→ TASK 1
Give every section heading listed in the table of contents of the article on matcha and cognition.
→ TASK 2
According to the article on matcha and cognition, how many trial participants had been diagnosed with mild cognitive impairment?
→ TASK 3
Carry the article on matcha and cognition forward from its final sentence.

*** READING PASSAGE ***

If you’ve been considering daily matcha as a cognitive rescue, the research doesn’t support that expectation. However, the study did find something real: matcha drinkers showed measurable improvements in social cognition (the ability to recognize and interpret emotions in faces) and a trend toward better sleep quality. The gap between the headline and the evidence matters, especially for people navigating cognitive concerns in their 60s and beyond. Understanding what matcha can and cannot do will help you make an informed decision about whether it’s worth adding to your routine.
Table of Contents
- What Does the Latest Research Actually Show About Matcha and Cognitive Function?
- The Bioactive Compounds in Matcha and Their Actual Limitations
- What Matcha Actually Improved: Social Cognition and Sleep
- How to Use Matcha Safely and Realistically if You’re 60 or Older
- Important Limitations and Gender-Specific Findings You Should Know
- What Larger Reviews and Meta-Analyses Reveal About Green Tea and Matcha
- The Future of Matcha Research and What It Might Reveal
- Conclusion
What Does the Latest Research Actually Show About Matcha and Cognitive Function?
The most rigorous recent evidence comes from a randomized controlled trial published in PLOS One in 2024, which included 99 participants ranging from age 60 to 85, with 64 experiencing subjective cognitive decline and 35 diagnosed with mild cognitive impairment. Over 12 months, participants either consumed matcha-based beverages or a control product. researchers used the Montreal Cognitive Assessment (MCA), the gold standard tool for detecting cognitive changes, and found no statistically significant difference between the matcha and control groups.

*** End of READING PASSAGE ***
*** DATASET EXTRACT ***

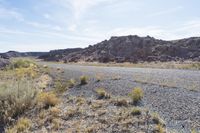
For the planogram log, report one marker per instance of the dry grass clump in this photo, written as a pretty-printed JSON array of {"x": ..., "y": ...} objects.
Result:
[
  {"x": 136, "y": 95},
  {"x": 71, "y": 83},
  {"x": 156, "y": 119},
  {"x": 56, "y": 124},
  {"x": 121, "y": 102},
  {"x": 99, "y": 77},
  {"x": 22, "y": 125},
  {"x": 47, "y": 99},
  {"x": 136, "y": 111},
  {"x": 83, "y": 80},
  {"x": 60, "y": 86},
  {"x": 80, "y": 100},
  {"x": 55, "y": 112},
  {"x": 102, "y": 94},
  {"x": 160, "y": 129},
  {"x": 116, "y": 77},
  {"x": 15, "y": 98}
]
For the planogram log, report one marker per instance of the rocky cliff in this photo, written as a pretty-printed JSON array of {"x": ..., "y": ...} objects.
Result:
[{"x": 136, "y": 49}]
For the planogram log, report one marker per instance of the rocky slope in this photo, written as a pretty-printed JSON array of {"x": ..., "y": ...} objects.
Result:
[
  {"x": 10, "y": 54},
  {"x": 58, "y": 55},
  {"x": 3, "y": 62},
  {"x": 135, "y": 49}
]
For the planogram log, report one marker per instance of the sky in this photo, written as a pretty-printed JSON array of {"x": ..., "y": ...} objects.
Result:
[{"x": 43, "y": 25}]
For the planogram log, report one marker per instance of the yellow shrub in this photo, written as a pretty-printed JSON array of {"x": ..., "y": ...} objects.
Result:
[
  {"x": 84, "y": 80},
  {"x": 71, "y": 83},
  {"x": 136, "y": 95},
  {"x": 48, "y": 99},
  {"x": 102, "y": 93},
  {"x": 22, "y": 125},
  {"x": 136, "y": 111}
]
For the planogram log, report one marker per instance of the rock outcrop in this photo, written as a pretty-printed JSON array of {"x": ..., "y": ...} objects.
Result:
[
  {"x": 137, "y": 49},
  {"x": 11, "y": 54},
  {"x": 3, "y": 62},
  {"x": 58, "y": 55}
]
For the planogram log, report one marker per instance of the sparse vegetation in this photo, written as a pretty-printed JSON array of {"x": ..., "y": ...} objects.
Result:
[
  {"x": 156, "y": 119},
  {"x": 18, "y": 90},
  {"x": 71, "y": 83},
  {"x": 160, "y": 129},
  {"x": 47, "y": 99},
  {"x": 136, "y": 111},
  {"x": 102, "y": 94},
  {"x": 83, "y": 80},
  {"x": 22, "y": 125},
  {"x": 60, "y": 86},
  {"x": 136, "y": 95},
  {"x": 121, "y": 102}
]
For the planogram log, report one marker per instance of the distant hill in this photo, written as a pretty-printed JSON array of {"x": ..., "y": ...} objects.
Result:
[
  {"x": 130, "y": 48},
  {"x": 11, "y": 54},
  {"x": 58, "y": 55},
  {"x": 136, "y": 49},
  {"x": 3, "y": 62}
]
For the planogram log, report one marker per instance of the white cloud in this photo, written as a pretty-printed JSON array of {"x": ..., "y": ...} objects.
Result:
[
  {"x": 47, "y": 16},
  {"x": 164, "y": 12},
  {"x": 10, "y": 14},
  {"x": 72, "y": 27}
]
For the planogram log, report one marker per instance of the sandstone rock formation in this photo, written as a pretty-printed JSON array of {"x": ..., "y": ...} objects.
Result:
[{"x": 137, "y": 49}]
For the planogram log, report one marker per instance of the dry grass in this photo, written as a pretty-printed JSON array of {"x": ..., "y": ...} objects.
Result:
[
  {"x": 136, "y": 95},
  {"x": 83, "y": 80},
  {"x": 71, "y": 83},
  {"x": 18, "y": 90},
  {"x": 136, "y": 111},
  {"x": 121, "y": 102},
  {"x": 47, "y": 99},
  {"x": 60, "y": 86},
  {"x": 102, "y": 94},
  {"x": 22, "y": 125},
  {"x": 163, "y": 65}
]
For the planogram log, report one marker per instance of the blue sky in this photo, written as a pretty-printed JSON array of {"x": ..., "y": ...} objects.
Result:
[{"x": 42, "y": 25}]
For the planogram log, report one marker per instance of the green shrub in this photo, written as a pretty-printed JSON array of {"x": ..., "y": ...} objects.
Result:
[
  {"x": 84, "y": 80},
  {"x": 136, "y": 111},
  {"x": 15, "y": 98},
  {"x": 156, "y": 119},
  {"x": 121, "y": 102},
  {"x": 71, "y": 83},
  {"x": 22, "y": 125},
  {"x": 136, "y": 95},
  {"x": 47, "y": 99},
  {"x": 60, "y": 86},
  {"x": 102, "y": 94}
]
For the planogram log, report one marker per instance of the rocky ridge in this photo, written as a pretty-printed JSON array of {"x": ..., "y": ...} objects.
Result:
[{"x": 137, "y": 49}]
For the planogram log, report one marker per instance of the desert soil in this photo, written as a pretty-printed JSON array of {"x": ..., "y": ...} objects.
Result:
[{"x": 174, "y": 94}]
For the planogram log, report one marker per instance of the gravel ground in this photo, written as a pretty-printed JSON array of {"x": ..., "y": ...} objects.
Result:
[{"x": 174, "y": 94}]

*** End of DATASET EXTRACT ***

→ REPLY 1
What Does the Latest Research Actually Show About Matcha and Cognitive Function?
The Bioactive Compounds in Matcha and Their Actual Limitations
What Matcha Actually Improved: Social Cognition and Sleep
How to Use Matcha Safely and Realistically if You're 60 or Older
Important Limitations and Gender-Specific Findings You Should Know
What Larger Reviews and Meta-Analyses Reveal About Green Tea and Matcha
The Future of Matcha Research and What It Might Reveal
Conclusion

→ REPLY 2
35 participants.

→ REPLY 3
This is the kind of clear negative result that rarely makes headlines, yet it’s the most honest answer to the question: does daily matcha prevent or reverse cognitive decline? A parallel finding was equally straightforward: matcha showed no benefit for activities of daily living—the practical ability to manage household tasks, personal care, and independence. For someone worried about maintaining autonomy, this is an important distinction. Matcha did not help people manage their daily lives better, at least not in the timeframe and dosage tested. What this means is that if you’re considering matcha as a tool to forestall mild cognitive impairment or subjective cognitive decline, the current evidence does not support that use.

The Bioactive Compounds in Matcha and Their Actual Limitations
Matcha contains three compounds frequently cited in brain health discussions: L-theanine (an amino acid), caffeine, and EGCG (epigallocatechin gallate), a potent antioxidant. In laboratory settings and some animal studies, these compounds show promise for neuroprotection. L-theanine, for instance, promotes a state of calm focus when paired with caffeine, and EGCG has demonstrated antioxidant properties in petri dishes and in mice. However, a critical gap exists between what happens in a test tube and what happens inside the aging human brain.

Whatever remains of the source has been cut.